## begin Given passage

Metal Core PCBs (MCPCBs)

Metal core PCBs incorporate a metal base layer, typically aluminum or copper, offering significantly improved heat dissipation:

Metal Core Type
Thermal Conductivity (W/m·K)
Advantages
Aluminum core
1.0-3.0 (composite)
Cost-effective, lightweight
Copper core
2.0-5.0 (composite)
Higher thermal performance
Hybrid metal core
1.5-4.0 (composite)
Balanced performance/cost

Polyimide

Polyimide substrates offer excellent thermal stability and flexibility, with a thermal conductivity of 0.12-0.35 W/m·K. They maintain mechanical integrity at temperatures up to 260°C, making them suitable for high-temperature applications and flexible PCBs.

Conductor Materials

Copper

Copper remains the primary conductor material for PCBs, with an excellent thermal conductivity of approximately 385 W/m·K. Standard copper thicknesses in PCBs include:

Copper Weight
Thickness
Thermal Considerations
0.5 oz/ft²
17.5 μm
Limited thermal capacity
1 oz/ft²
35 μm
Standard for most applications
2 oz/ft²
70 μm
Improved thermal performance
3 oz/ft²
105 μm
Better for high-current designs
4 oz/ft²
140 μm
Enhanced thermal management

Heavier copper weights improve thermal dissipation but present manufacturing challenges including etching precision and impedance control.

Alternative Conductors

While less common, alternative conductor materials offer specific advantages:

Material
Thermal Conductivity (W/m·K)
Advantages
Silver
429
Higher conductivity than copper
Gold
318
Excellent corrosion resistance
Aluminum
205
Lightweight, cost-effective
Carbon nanotube composites
3,000-5,000
Emerging technology, extremely high thermal conductivity

Thermal Interface Materials (TIMs)

Thermal interface materials fill microscopic gaps between components and heat sinks, reducing thermal resistance:

TIM Type
Thermal Conductivity (W/m·K)
Applications
Thermal greases
0.4-10
CPU/GPU interfaces
Thermal pads
0.8-15
Component-to-heatsink interfaces
Phase change materials
0.7-5
High-performance computing
Thermal adhesives
0.5-7
Component attachment
Metal TIMs (solder, liquid metal)
20-80
High-performance applications
Carbon-based TIMs
5-25
Advanced electronic systems

Thermal Via Technology

Thermal vias create conductive paths through the PCB substrate, significantly enhancing heat transfer between layers:

Via Type
Thermal Conductivity (effective)
Characteristics
Non-filled vias
1-5 W/m·K
Air-filled, limited thermal performance
Plated vias
5-20 W/m·K
Copper plating on via walls
Filled vias (copper)
15-80 W/m·K
Superior thermal performance
Filled vias (thermal compound)

## end Given passage

_Problem statement:_ Continue the passage on PCB thermal materials, starting immediately after its final line.

## begin Provided material

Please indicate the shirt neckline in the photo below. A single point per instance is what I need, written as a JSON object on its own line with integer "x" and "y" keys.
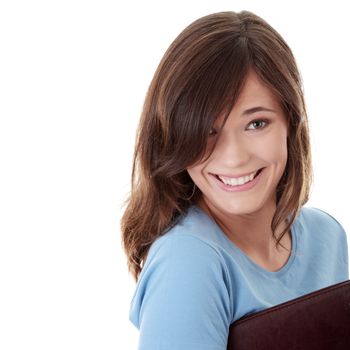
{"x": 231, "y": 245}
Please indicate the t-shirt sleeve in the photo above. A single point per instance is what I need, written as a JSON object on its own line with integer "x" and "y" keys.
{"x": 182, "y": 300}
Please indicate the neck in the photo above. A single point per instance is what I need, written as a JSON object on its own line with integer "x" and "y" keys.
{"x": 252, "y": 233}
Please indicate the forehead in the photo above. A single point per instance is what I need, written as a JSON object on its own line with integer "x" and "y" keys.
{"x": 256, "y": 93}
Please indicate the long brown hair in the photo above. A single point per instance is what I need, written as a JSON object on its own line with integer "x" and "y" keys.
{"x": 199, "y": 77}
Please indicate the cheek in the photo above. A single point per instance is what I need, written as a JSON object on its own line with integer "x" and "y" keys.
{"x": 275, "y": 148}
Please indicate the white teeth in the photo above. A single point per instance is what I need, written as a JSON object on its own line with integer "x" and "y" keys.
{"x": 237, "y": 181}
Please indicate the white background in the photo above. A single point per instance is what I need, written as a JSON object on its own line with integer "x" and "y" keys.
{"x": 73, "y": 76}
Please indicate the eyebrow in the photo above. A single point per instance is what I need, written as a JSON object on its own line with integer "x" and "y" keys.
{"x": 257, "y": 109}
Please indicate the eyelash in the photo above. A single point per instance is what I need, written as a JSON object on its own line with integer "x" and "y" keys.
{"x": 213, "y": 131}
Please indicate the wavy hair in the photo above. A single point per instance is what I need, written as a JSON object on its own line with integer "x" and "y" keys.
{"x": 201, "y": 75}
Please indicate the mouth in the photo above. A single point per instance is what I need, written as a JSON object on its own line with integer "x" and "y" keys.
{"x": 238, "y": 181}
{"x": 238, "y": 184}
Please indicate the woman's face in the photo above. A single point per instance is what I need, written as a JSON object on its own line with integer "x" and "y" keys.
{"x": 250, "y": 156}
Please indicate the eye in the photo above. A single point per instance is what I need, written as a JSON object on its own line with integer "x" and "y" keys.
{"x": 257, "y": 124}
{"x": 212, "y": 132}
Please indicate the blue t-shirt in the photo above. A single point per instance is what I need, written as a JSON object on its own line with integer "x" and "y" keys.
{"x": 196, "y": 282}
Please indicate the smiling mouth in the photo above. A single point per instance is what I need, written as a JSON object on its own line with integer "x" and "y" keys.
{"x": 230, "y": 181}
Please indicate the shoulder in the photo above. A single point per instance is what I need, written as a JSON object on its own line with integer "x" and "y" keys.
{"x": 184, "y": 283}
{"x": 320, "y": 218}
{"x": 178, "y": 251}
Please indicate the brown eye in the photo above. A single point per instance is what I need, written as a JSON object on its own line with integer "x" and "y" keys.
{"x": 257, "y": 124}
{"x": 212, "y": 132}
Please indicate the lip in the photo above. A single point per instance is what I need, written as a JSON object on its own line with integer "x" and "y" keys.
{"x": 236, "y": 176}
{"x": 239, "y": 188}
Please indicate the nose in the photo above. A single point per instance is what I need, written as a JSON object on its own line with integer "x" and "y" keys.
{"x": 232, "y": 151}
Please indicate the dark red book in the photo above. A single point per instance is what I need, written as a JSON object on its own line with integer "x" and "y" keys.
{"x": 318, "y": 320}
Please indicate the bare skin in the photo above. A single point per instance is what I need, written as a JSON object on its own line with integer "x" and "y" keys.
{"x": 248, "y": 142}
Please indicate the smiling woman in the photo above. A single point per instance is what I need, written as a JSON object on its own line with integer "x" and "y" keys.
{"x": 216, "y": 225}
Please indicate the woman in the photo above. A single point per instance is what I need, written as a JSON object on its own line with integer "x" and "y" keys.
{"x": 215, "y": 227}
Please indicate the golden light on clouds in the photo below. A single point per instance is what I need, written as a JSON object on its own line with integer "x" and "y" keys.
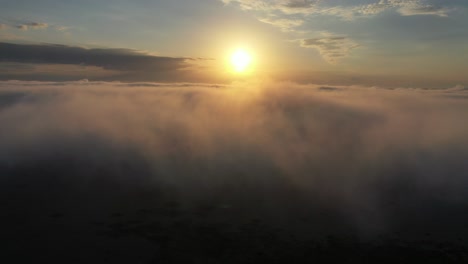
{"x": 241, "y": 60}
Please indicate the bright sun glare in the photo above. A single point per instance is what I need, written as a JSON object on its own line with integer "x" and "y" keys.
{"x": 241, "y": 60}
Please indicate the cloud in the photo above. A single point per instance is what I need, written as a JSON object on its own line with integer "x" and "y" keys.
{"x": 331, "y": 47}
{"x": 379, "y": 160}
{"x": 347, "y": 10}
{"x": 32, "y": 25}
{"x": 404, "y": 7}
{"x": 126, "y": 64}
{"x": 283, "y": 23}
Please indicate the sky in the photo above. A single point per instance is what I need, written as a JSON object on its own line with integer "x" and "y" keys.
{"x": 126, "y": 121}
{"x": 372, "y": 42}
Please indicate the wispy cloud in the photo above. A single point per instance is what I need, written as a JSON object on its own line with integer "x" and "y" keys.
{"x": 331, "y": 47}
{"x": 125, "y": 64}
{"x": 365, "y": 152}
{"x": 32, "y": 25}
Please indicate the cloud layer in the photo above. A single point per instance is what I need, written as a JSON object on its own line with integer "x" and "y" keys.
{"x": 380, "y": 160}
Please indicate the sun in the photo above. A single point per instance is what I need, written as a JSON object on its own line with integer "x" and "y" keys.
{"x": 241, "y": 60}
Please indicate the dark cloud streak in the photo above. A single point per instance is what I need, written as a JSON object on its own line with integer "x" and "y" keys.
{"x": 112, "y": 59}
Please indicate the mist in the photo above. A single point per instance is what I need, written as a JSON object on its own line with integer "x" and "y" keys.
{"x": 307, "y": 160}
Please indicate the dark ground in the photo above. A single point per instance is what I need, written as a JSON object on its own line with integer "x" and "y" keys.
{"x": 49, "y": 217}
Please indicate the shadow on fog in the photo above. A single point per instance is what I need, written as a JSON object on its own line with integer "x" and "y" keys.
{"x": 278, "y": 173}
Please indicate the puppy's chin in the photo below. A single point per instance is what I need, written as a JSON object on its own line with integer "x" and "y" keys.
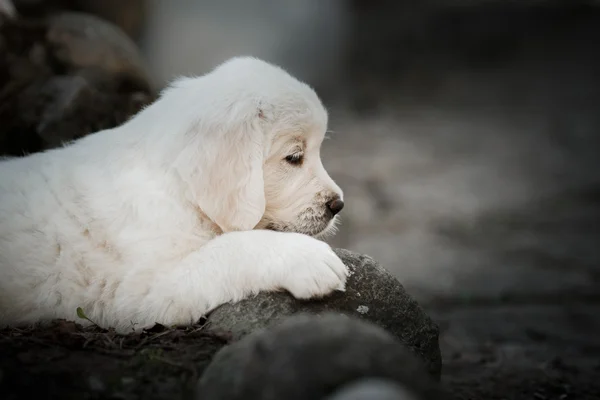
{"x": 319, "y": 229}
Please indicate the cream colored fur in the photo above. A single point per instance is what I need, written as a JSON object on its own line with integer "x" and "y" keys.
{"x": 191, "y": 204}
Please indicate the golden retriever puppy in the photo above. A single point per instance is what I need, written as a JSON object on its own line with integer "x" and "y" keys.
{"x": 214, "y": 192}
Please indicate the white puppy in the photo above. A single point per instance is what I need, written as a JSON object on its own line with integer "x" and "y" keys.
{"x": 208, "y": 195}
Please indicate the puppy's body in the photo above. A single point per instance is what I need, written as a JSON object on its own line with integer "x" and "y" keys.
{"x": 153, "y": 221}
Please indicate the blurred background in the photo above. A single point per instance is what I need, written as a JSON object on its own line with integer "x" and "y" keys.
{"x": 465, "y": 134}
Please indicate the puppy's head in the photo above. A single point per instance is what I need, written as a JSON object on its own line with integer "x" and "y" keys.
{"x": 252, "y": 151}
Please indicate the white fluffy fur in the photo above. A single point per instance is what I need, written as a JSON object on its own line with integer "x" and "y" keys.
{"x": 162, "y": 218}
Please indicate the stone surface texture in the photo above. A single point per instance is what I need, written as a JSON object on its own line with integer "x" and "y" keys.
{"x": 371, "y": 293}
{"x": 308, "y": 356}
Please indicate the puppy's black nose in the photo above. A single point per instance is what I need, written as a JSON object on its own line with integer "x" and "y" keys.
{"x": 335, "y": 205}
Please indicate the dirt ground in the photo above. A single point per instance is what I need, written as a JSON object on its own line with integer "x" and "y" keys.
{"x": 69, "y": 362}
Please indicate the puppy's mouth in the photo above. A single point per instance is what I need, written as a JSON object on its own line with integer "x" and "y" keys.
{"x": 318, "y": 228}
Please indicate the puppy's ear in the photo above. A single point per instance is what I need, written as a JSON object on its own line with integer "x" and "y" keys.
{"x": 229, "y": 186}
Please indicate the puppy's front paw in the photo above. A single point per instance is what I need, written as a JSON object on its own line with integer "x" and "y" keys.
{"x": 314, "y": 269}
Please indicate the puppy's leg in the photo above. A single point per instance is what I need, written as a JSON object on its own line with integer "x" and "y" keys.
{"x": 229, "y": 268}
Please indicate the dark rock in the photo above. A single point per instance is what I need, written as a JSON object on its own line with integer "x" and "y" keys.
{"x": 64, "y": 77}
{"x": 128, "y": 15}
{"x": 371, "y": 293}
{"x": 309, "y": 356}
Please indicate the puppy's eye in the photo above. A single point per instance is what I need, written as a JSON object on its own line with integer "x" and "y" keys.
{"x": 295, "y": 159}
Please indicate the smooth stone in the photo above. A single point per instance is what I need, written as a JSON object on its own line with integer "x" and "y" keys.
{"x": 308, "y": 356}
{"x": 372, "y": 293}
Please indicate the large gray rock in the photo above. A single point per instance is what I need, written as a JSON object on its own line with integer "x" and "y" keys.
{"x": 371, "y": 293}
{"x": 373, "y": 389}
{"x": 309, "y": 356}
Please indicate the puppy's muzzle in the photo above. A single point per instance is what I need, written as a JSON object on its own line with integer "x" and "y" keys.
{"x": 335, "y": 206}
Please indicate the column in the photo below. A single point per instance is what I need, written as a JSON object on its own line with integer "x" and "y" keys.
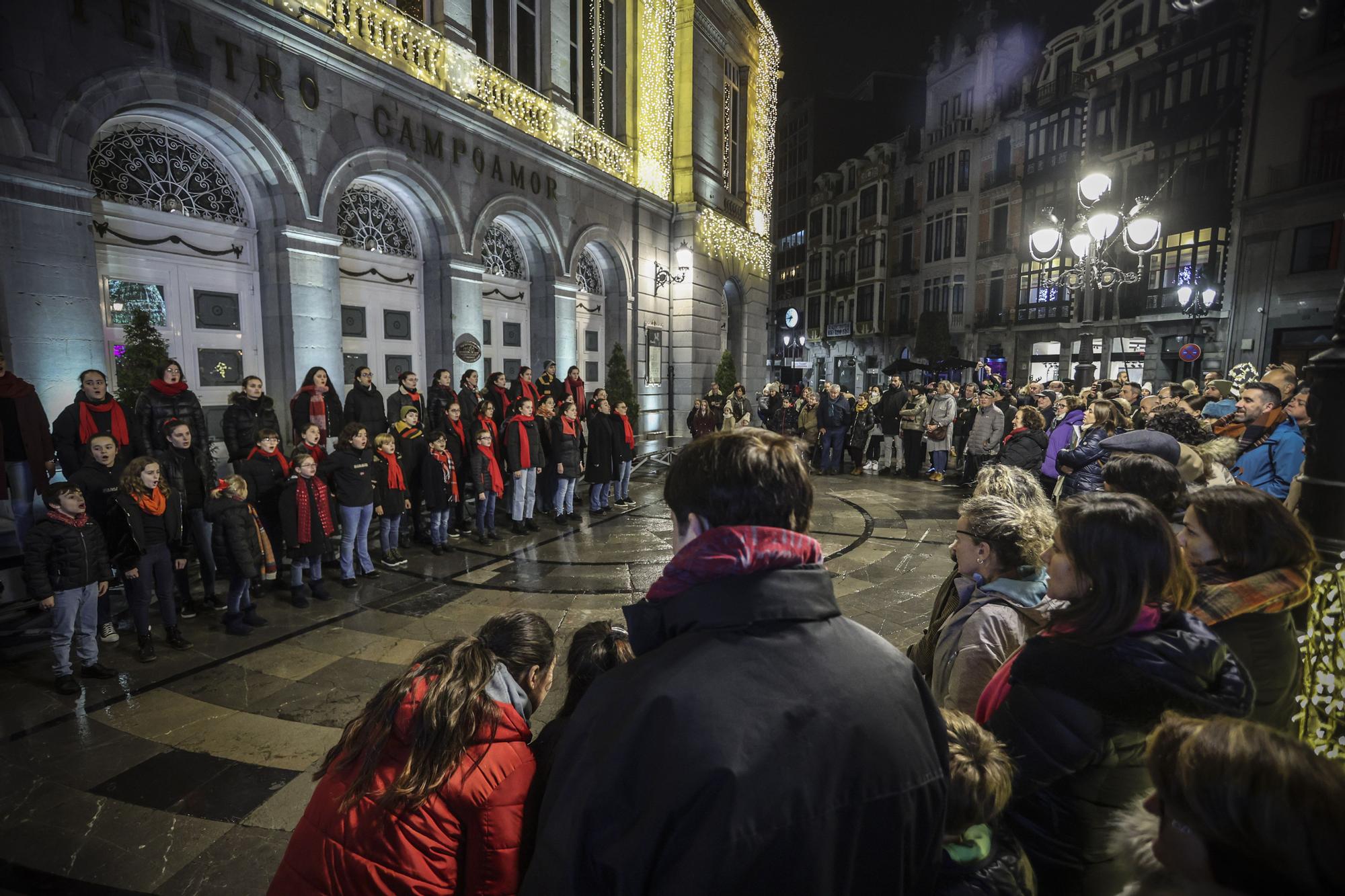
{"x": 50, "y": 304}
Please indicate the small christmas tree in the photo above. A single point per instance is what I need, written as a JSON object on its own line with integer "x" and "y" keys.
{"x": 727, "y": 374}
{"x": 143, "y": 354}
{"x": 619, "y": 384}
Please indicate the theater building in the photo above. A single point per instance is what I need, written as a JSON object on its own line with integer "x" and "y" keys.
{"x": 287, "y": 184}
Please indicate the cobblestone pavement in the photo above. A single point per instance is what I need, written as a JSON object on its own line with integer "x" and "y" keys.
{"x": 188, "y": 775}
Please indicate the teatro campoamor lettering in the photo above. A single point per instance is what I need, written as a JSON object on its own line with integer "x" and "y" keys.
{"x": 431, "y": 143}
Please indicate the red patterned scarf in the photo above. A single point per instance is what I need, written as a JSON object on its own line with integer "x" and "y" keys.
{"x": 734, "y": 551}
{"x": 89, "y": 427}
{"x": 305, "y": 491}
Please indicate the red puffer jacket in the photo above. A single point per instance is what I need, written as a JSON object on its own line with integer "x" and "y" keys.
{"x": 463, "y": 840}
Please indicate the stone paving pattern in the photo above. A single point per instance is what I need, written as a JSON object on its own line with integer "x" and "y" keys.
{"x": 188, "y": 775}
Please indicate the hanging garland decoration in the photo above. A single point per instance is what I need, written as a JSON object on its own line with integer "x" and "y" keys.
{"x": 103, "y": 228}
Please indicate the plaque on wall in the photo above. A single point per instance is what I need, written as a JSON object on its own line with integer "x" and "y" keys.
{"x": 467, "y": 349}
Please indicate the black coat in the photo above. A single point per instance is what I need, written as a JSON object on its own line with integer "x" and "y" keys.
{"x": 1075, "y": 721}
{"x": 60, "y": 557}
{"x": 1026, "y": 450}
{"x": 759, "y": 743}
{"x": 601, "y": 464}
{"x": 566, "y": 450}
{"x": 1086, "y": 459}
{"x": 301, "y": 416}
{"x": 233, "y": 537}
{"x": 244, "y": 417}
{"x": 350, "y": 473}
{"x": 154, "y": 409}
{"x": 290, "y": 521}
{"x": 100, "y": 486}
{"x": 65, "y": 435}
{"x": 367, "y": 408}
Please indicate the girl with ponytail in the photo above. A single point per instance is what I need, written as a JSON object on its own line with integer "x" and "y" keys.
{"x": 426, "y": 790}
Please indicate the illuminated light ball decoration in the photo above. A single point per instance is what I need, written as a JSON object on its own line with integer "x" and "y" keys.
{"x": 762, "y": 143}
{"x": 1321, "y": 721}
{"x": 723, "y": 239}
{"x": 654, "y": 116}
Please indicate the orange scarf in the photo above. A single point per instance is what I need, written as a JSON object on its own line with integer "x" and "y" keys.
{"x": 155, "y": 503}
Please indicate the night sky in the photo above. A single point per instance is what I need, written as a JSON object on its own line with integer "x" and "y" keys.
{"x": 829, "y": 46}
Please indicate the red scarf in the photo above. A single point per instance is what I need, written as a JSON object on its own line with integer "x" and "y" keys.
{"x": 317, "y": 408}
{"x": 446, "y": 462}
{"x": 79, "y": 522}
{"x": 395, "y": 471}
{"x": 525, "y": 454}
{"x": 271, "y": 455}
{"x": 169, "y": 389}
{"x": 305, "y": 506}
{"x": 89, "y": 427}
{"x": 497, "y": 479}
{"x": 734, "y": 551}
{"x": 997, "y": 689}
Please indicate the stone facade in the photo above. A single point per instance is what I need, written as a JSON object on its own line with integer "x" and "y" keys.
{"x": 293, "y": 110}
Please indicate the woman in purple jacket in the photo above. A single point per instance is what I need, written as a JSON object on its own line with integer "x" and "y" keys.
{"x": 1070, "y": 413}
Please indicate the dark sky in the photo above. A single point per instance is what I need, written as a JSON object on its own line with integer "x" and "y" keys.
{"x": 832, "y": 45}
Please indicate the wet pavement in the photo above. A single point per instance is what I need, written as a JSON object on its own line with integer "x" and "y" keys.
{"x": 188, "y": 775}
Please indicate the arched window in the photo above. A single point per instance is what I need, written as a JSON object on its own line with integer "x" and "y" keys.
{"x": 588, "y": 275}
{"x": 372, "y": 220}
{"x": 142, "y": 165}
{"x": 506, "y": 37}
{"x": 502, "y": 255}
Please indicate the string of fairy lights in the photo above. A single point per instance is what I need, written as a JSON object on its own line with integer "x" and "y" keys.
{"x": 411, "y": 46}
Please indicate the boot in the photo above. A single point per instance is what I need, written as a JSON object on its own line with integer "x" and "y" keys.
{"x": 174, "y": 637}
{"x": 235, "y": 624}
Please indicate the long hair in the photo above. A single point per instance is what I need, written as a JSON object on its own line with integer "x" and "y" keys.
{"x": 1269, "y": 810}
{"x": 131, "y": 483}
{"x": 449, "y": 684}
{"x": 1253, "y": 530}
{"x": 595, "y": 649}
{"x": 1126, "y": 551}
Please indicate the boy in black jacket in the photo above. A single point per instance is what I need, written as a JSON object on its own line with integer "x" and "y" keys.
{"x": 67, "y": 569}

## end Provided material

_Answer below:_
2-10 W/m·K
Cost-effective alternative

The effective thermal conductivity of a via array depends on:

• Via diameter (typically 0.2-0.8mm)
• Via pitch (center-to-center spacing)
• Plating thickness
• Fill material properties
• Via aspect ratio

Thermal Management Techniques in PCB Design

Passive Cooling Strategies

Passive cooling relies on natural physical processes without requiring additional power input, making these approaches reliable and energy-efficient.

Copper Spreading Planes

Copper planes distribute heat across a larger surface area, reducing thermal concentrations:

Design Parameter
Guideline
Impact
Copper weight
1-4 oz/ft²
Heavier copper provides better thermal performance
Plane connection
Direct to thermal pads
Minimizes thermal resistance
Thermal relief design
Modified or eliminated
Improves thermal conductivity
Plane fragmentation
Minimize splits
Maintains thermal spreading capability

Heat Sink Integration

Heat sinks increase surface area for improved convective heat transfer:

Heat Sink Type
Thermal Resistance Range (°C/W)
Application
Stamped heat sinks
3-15
Low-power components
Extruded aluminum
0.5-5
Medium-power applications
Skived heat sinks
0.3-2
High-performance computing
Die-cast
0.7-3
Complex geometries
Forged
0.2-1
High-performance applications

Heat sink performance factors include:

• Fin density (typically 8-25 fins per inch)
• Fin height (typically 5-50mm)
• Base thickness (typically 2-10mm)
• Surface treatment (anodized, painted, or bare)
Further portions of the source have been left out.